_Explore the material_:
1. Name every pitfall that the article on social media pitfalls for medical practices lists as a way to lose followers.
2. Answer these questions from the article on social media pitfalls for medical practices:
(a) About how many Facebook followers does Dana Farber Cancer Institute have?
(b) Social media is compared to which three things?
(c) Which hospital's YouTube channel shows TV news stories about the hospital?
3. Repeat the passage of the article on social media pitfalls for medical practices starting at "4) Becoming lazy." and ending at "broadcast thoughtful updates.".

_Quoted passage_:

>>

Congratulations! Your medical practice or health system has joined the social media movement and you are now connecting with current and potential patients online. Though you may be off to a good start, this is not the time to take your following for granted. Many of your competitors are also interested in gaining your base. So, let’s talk about the pitfalls that could send your followers elsewhere and how to avoid them:
1) Becoming ‘noise’. Are your updates so uninteresting that your followers gloss right over them? If so, you are training them to tune your brand out. When you do have something interesting to say, they may not even look because they have learned to equate your name with useless or mundane information.
2) Sending spam. Social media marketing is inherently self-promotional. But too much blatant self-promotion can seem cocky, and even worse, be interpreted as spam. No one wants constant ads running on their social media feed; they want genuine, entertaining or useful broadcasts.
3) One-way communication. Social media is social. It’s set up for interaction and users expect the brands that they follow to engage them. This means you can broadcast, but you must also listen and respond. Users who have attempted to contact or engage a brand that doesn’t respond are likely to turn elsewhere to get the interaction and validation they crave.
4) Becoming lazy. Social media is like a pet, a child or a spouse. It is, in reality, hundreds of your clients rolled into one, manageable forum. Just as you cannot forget to feed your dog, bathe your child or connect with your partner, you cannot forget to put time and energy into your social media. You don’t have to spend hours planning and updating, but you do need to take time to respond to inquiries and broadcast thoughtful updates.
Examples of social media done right:
Dana Farber Cancer Institute is a wonderful example of a system with engaged fans. The system has around 5,000 facebook followers, many of whom comment on posts. A question that garnered a ton of response: “What was the least helpful, most inconsiderate, or just plain dumbest thing someone has said to you as a cancer survivor? (We’ve heard some doozies!)” The content is also stellar: updates on notable patients, inspiring stories and useful links for those affected by cancer.
Knoxville Hospital does a great job of posting a variety of meaningful and fun updates. There are YouTube videos, healthy recipes, informative blurbs on doctor availability and classes – just to name a few.
UConn Hospital’s YouTube channel has a number of resourceful videos. They’re displaying t.v. news stories about their hospital, doctor profiles, patient stories and much more.

<<

_Dataset entries_:
>>

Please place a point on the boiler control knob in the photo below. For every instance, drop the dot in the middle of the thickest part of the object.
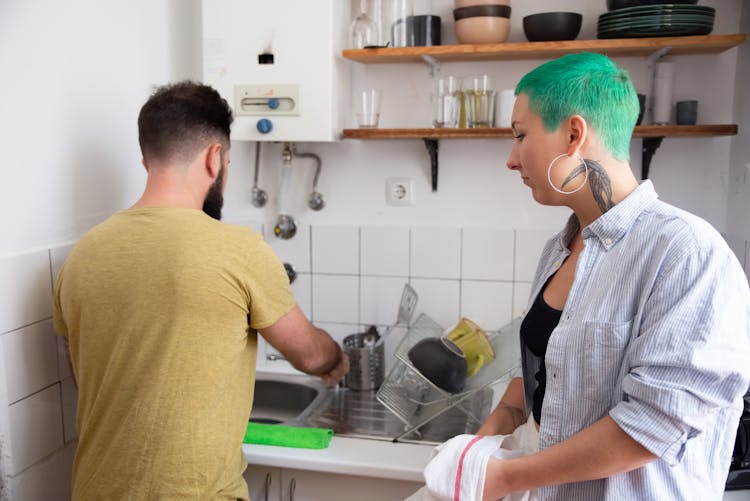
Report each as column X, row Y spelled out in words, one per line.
column 264, row 126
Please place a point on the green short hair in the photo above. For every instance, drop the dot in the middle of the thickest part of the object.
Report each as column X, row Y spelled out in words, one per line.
column 585, row 84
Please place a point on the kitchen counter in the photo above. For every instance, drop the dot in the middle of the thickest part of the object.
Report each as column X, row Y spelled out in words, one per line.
column 351, row 456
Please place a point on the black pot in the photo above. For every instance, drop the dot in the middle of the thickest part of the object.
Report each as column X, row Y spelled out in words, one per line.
column 441, row 362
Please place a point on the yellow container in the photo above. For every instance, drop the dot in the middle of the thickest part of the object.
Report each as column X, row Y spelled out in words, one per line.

<<

_Solutions to the exercise_:
1.
Becoming 'noise'
Sending spam
One-way communication
Becoming lazy

2.
(a) Around 5,000
(b) A pet, a child, or a spouse
(c) UConn Hospital

3.
4) Becoming lazy. Social media is like a pet, a child or a spouse. It is, in reality, hundreds of your clients rolled into one, manageable forum. Just as you cannot forget to feed your dog, bathe your child or connect with your partner, you cannot forget to put time and energy into your social media. You don’t have to spend hours planning and updating, but you do need to take time to respond to inquiries and broadcast thoughtful updates.